Objective: Rewrite the entries below with "white metal debris" changed to "pale metal scrap" everywhere and everything else left as it is. Leave the pictures out of your answer.

Information shown:
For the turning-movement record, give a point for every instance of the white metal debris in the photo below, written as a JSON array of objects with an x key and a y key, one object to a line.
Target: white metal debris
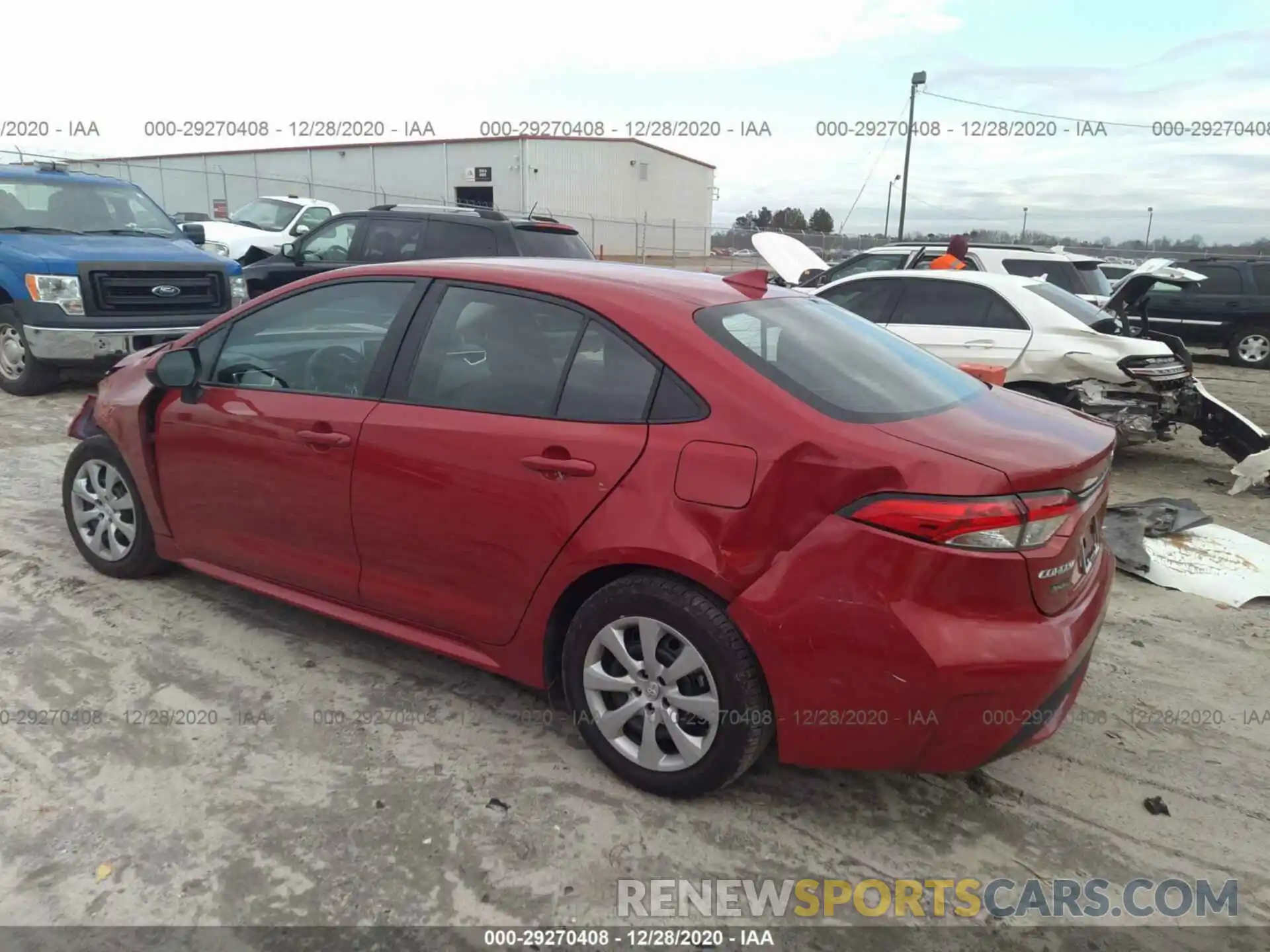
[
  {"x": 1250, "y": 471},
  {"x": 1212, "y": 561}
]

Task response:
For the turning-movement record, give a point for every instance of the pale metal scrap in the photo below, written as a JSON array of objects with an x key and a y key, one object to a line.
Target: pale metal scrap
[
  {"x": 1250, "y": 471},
  {"x": 1212, "y": 561}
]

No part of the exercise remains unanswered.